▸ **Work item**
Lines before the one containing "the ice chunk" are not copied; that line and every one after it, through the end of the material below, are printed exactly, without pictures.

▸ **Extracted records**
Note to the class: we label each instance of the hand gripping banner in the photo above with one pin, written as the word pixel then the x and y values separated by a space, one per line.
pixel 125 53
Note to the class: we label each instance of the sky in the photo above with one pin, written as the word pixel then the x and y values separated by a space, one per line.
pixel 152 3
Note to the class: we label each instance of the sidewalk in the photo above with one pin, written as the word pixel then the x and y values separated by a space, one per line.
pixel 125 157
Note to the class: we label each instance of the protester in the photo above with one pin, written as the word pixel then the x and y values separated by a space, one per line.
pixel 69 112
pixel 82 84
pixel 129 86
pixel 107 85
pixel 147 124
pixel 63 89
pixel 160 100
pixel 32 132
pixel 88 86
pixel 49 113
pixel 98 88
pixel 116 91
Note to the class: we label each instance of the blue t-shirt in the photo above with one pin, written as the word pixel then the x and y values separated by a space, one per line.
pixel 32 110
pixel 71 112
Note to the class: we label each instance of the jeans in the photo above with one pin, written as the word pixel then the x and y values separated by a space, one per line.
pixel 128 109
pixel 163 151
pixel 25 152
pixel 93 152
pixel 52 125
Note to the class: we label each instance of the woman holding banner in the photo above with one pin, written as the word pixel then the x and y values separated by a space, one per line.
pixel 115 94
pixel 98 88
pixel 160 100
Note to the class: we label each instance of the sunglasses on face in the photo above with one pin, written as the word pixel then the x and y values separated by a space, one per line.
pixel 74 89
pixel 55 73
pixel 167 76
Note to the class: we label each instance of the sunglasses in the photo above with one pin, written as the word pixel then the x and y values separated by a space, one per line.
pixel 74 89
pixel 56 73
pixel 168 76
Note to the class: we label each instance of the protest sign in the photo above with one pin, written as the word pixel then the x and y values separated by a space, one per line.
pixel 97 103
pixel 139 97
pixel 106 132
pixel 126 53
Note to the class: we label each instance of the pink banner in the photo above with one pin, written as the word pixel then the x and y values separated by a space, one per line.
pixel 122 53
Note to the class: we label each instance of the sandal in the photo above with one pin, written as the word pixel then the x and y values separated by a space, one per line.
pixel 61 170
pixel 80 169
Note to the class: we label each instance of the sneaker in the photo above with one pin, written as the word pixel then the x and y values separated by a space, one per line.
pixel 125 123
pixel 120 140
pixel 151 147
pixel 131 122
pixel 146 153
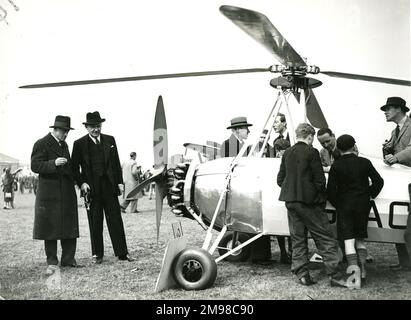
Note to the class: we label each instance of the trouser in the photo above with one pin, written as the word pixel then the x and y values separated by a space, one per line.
pixel 105 200
pixel 301 219
pixel 68 247
pixel 132 203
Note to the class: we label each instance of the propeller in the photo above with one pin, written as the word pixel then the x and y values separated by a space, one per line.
pixel 259 27
pixel 367 78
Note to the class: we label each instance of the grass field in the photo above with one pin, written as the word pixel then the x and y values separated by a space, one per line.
pixel 22 266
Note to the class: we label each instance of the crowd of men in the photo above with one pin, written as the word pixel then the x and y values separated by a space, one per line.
pixel 95 168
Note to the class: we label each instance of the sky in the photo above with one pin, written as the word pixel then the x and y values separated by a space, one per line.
pixel 50 41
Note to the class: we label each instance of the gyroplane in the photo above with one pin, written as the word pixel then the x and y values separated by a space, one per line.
pixel 239 195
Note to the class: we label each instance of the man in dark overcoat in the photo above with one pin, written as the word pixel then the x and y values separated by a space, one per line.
pixel 98 172
pixel 56 215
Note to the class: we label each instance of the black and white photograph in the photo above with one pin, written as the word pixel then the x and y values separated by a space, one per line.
pixel 210 151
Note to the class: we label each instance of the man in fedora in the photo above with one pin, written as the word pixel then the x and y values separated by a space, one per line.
pixel 98 172
pixel 56 215
pixel 239 132
pixel 398 150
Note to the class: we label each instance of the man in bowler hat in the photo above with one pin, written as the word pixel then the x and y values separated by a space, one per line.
pixel 398 150
pixel 98 172
pixel 239 132
pixel 56 215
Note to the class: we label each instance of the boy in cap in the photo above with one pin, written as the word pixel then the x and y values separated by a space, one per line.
pixel 55 212
pixel 349 192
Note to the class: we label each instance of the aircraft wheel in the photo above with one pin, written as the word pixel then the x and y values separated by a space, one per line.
pixel 194 269
pixel 227 242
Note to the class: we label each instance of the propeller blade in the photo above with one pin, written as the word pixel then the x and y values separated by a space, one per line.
pixel 138 78
pixel 367 78
pixel 159 207
pixel 156 177
pixel 314 112
pixel 259 27
pixel 160 143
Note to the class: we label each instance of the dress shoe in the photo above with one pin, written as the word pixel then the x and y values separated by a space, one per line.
pixel 98 260
pixel 306 280
pixel 398 267
pixel 125 257
pixel 51 269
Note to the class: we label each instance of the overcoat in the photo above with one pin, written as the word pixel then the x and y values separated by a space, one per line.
pixel 301 176
pixel 56 214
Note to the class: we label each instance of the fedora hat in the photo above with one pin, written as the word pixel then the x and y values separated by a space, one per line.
pixel 93 118
pixel 62 122
pixel 239 122
pixel 395 102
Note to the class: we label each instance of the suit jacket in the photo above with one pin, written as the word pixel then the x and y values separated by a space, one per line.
pixel 301 175
pixel 55 213
pixel 82 164
pixel 231 147
pixel 401 146
pixel 348 182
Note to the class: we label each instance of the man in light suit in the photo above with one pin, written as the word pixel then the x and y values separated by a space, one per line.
pixel 398 150
pixel 97 170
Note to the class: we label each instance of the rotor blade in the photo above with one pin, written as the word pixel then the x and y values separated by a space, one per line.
pixel 314 112
pixel 159 207
pixel 259 27
pixel 157 176
pixel 160 143
pixel 367 78
pixel 138 78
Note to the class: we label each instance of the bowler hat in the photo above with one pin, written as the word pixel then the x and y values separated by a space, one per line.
pixel 345 142
pixel 395 102
pixel 239 122
pixel 93 118
pixel 62 122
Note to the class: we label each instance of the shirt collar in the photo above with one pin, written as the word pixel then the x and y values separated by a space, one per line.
pixel 94 139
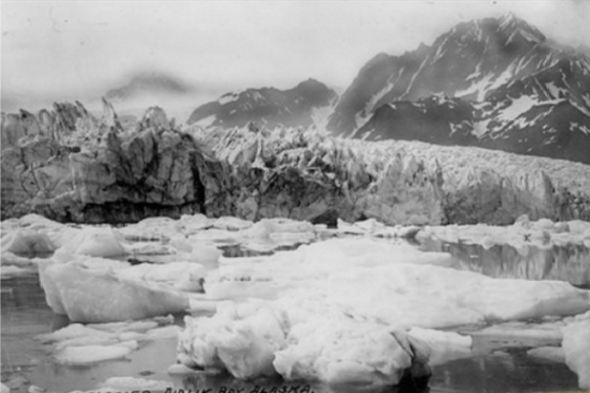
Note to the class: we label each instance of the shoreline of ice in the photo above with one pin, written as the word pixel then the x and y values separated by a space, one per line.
pixel 351 304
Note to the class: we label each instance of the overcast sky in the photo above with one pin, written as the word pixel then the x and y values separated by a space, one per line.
pixel 70 48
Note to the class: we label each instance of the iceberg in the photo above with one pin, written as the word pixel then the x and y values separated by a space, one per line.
pixel 103 242
pixel 28 242
pixel 576 346
pixel 442 347
pixel 85 295
pixel 362 309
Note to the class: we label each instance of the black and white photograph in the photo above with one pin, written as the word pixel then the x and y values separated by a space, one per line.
pixel 296 196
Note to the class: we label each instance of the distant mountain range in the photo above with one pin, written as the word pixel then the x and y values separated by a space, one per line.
pixel 301 106
pixel 497 83
pixel 149 84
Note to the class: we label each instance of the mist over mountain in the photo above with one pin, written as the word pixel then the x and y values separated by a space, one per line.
pixel 149 83
pixel 305 105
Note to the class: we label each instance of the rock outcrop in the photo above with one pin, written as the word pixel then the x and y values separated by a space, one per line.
pixel 71 166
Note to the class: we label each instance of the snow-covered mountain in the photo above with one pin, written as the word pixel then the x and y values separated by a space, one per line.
pixel 148 84
pixel 494 83
pixel 309 103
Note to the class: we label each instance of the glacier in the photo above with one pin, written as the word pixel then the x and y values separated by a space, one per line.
pixel 92 170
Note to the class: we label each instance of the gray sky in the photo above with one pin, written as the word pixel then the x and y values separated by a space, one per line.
pixel 70 49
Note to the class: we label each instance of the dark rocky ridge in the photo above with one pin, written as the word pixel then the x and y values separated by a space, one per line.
pixel 512 90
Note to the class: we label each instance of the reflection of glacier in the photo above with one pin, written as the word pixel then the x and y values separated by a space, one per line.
pixel 569 263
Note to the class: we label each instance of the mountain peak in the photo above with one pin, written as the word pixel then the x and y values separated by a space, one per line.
pixel 511 25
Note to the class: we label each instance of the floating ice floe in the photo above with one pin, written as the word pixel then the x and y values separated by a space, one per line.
pixel 11 271
pixel 27 241
pixel 576 346
pixel 124 384
pixel 253 340
pixel 334 307
pixel 78 344
pixel 86 295
pixel 523 233
pixel 441 347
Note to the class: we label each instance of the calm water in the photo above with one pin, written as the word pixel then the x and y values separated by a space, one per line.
pixel 25 314
pixel 569 263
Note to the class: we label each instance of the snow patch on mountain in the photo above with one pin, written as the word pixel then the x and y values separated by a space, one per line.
pixel 519 106
pixel 227 98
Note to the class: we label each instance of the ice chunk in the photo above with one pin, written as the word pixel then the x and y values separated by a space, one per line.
pixel 27 241
pixel 124 384
pixel 442 346
pixel 88 296
pixel 253 339
pixel 89 354
pixel 204 254
pixel 8 258
pixel 183 275
pixel 231 223
pixel 342 351
pixel 8 271
pixel 241 339
pixel 73 331
pixel 103 242
pixel 576 345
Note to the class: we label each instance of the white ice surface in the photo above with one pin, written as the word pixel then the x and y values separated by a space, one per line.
pixel 89 354
pixel 93 296
pixel 327 293
pixel 27 241
pixel 442 346
pixel 576 345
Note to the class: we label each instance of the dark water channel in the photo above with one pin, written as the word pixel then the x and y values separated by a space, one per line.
pixel 26 361
pixel 569 263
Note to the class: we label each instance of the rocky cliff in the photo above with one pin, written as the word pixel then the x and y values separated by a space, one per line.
pixel 72 166
pixel 69 165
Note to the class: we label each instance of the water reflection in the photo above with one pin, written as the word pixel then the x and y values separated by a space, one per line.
pixel 569 263
pixel 25 315
pixel 500 373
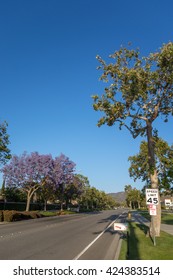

▸ **Response below**
Note to the class: we label each instance of the ice chunk in the photo above with one pin, written as the word pixel then the x and y values separated by a space, one per line.
pixel 27 241
pixel 124 384
pixel 442 346
pixel 88 296
pixel 253 339
pixel 89 354
pixel 204 254
pixel 8 258
pixel 183 275
pixel 231 223
pixel 342 351
pixel 8 271
pixel 241 339
pixel 73 331
pixel 103 242
pixel 576 345
Note to the class: we label each instance of the white ice surface in the photo above with one pin, written as the word pixel then the x and y values separated by a space, one per line.
pixel 89 354
pixel 93 296
pixel 327 293
pixel 27 241
pixel 442 346
pixel 576 345
Note to the class: we label each instance of the dark water channel in the photo above with one pin, written as the word pixel then the x and y values separated by a space, one per line.
pixel 26 361
pixel 569 263
Note to the class: we label each instance of the rocky cliff in the photo above with one pin, written as the word pixel then the x and y values separated by a space, one per line.
pixel 72 166
pixel 69 165
Note to the class: we label each instance of the water reflection in the photo above with one pin, written as the word pixel then the x and y values separated by a space, one per line.
pixel 569 263
pixel 25 315
pixel 500 373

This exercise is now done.